__PASSAGE DONNÉ__:
+-------+

Ce dernier déforme le sens, en n'en retenant que les caractères subjectivistes comme les plus hauts, c'est-à-dire seulement ce qui relève du sujet, et non pas la suite, c'est-à-dire la principale partie de ce qu'est le sens, sa confrontation avec la réalité. En ce sens, sa seule manifestation subjectiviste se révèle outrée et ampoulée. Il suffit de se rendre compte que le résultat le plus immédiat du sens : c'est la connaissance, qui, quelles que soient ses formes, part du sujet pour aller vers l'extérieur, et non pas, comme Descartes y incline, et plus encore Kant, et plus encore la phénoménologie, entend ne pas sortir du sujet tant que la connaissance certaine n'a pas été établie.  La connaissance n'étant jamais certaine, il ne risque donc pas d'en sortir sous cette forme, ce qui arrive dès Descartes, où il sort de la manière la plus confuse.
Au contraire, le sens présente cette particularité intrigante de ne connaître que s'il ne dispose pas de certitude initiale et s'il n'y parvient jamais, comme si le sens était fait pour proposer un type de connaissance à l'image de l'homme, être fini et incomplet. De ce fait, chercher la certitude est une chimère, qui signifie en fait l'illusion, soit le fait de prendre le domaine de la connaissance pour sa réduction à une représentation fausse et rabougrie ou raccourcie. 
L'existence de la connaissance scientifique prouve que l'on peut connaître l'extérieur du sujet et que le subjectivisme est la déformation réductionniste de la connaissance - raison pour laquelle le cartésianisme ne réussit pas à connaître.

+-------+

__ENTRÉES__:

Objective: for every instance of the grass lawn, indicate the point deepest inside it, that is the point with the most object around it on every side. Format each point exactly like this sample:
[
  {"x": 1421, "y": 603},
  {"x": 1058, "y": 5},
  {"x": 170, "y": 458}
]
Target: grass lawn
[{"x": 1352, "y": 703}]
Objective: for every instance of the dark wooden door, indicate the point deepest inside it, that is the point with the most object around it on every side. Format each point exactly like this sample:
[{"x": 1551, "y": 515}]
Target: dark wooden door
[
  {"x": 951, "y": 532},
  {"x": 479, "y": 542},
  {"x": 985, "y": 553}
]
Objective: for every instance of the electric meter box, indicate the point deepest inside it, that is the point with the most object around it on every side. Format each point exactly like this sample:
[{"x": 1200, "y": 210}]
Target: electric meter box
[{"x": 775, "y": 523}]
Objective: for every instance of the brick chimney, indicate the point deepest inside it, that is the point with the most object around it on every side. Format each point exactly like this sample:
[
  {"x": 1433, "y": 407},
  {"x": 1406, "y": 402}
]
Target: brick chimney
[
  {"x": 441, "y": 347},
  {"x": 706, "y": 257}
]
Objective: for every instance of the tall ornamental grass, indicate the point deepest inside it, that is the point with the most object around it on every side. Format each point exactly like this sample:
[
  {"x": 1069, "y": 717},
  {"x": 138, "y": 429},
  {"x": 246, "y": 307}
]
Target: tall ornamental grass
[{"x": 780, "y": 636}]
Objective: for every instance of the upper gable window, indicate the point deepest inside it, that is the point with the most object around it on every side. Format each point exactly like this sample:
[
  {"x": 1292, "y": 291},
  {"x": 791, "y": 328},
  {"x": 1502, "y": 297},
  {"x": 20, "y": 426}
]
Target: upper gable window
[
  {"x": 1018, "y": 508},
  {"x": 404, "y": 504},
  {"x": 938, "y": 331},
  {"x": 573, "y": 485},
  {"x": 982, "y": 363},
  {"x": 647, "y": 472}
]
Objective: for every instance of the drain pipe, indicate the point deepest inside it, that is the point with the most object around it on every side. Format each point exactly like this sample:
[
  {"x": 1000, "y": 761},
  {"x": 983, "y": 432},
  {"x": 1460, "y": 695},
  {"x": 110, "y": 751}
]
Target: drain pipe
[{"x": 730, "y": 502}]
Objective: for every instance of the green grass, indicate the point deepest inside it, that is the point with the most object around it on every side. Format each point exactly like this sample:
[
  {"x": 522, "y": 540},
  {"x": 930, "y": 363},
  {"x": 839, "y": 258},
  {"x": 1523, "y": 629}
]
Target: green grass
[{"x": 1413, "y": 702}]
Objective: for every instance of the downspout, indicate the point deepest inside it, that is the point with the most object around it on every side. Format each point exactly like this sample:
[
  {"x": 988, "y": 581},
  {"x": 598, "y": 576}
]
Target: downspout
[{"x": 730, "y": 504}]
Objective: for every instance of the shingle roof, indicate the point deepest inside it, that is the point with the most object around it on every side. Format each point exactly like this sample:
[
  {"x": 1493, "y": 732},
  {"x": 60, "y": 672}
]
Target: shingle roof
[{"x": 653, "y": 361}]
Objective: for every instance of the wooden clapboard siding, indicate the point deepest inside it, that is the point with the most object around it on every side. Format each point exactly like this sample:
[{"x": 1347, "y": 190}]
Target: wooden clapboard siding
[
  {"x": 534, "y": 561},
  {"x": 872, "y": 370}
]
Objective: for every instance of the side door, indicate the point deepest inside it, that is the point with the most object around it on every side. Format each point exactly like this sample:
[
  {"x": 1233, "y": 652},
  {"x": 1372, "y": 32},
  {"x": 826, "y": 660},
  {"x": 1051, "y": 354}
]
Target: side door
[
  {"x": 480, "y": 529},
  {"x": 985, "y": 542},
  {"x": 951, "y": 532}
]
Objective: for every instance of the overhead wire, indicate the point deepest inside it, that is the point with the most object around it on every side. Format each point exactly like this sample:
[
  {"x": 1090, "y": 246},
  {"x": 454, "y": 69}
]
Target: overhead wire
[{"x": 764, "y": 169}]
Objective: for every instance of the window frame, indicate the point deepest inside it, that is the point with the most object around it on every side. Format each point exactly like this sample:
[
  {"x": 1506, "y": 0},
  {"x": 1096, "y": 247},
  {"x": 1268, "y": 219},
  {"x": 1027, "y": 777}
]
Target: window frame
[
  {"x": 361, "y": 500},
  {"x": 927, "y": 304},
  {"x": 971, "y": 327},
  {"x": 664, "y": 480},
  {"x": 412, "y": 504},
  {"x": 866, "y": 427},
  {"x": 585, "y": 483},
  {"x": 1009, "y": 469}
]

+-------+

Recopiez mot pour mot l'intégralité du passage sur le sens et la connaissance, s'il vous plaît.

Ce dernier déforme le sens, en n'en retenant que les caractères subjectivistes comme les plus hauts, c'est-à-dire seulement ce qui relève du sujet, et non pas la suite, c'est-à-dire la principale partie de ce qu'est le sens, sa confrontation avec la réalité. En ce sens, sa seule manifestation subjectiviste se révèle outrée et ampoulée. Il suffit de se rendre compte que le résultat le plus immédiat du sens : c'est la connaissance, qui, quelles que soient ses formes, part du sujet pour aller vers l'extérieur, et non pas, comme Descartes y incline, et plus encore Kant, et plus encore la phénoménologie, entend ne pas sortir du sujet tant que la connaissance certaine n'a pas été établie.  La connaissance n'étant jamais certaine, il ne risque donc pas d'en sortir sous cette forme, ce qui arrive dès Descartes, où il sort de la manière la plus confuse.
Au contraire, le sens présente cette particularité intrigante de ne connaître que s'il ne dispose pas de certitude initiale et s'il n'y parvient jamais, comme si le sens était fait pour proposer un type de connaissance à l'image de l'homme, être fini et incomplet. De ce fait, chercher la certitude est une chimère, qui signifie en fait l'illusion, soit le fait de prendre le domaine de la connaissance pour sa réduction à une représentation fausse et rabougrie ou raccourcie. 
L'existence de la connaissance scientifique prouve que l'on peut connaître l'extérieur du sujet et que le subjectivisme est la déformation réductionniste de la connaissance - raison pour laquelle le cartésianisme ne réussit pas à connaître.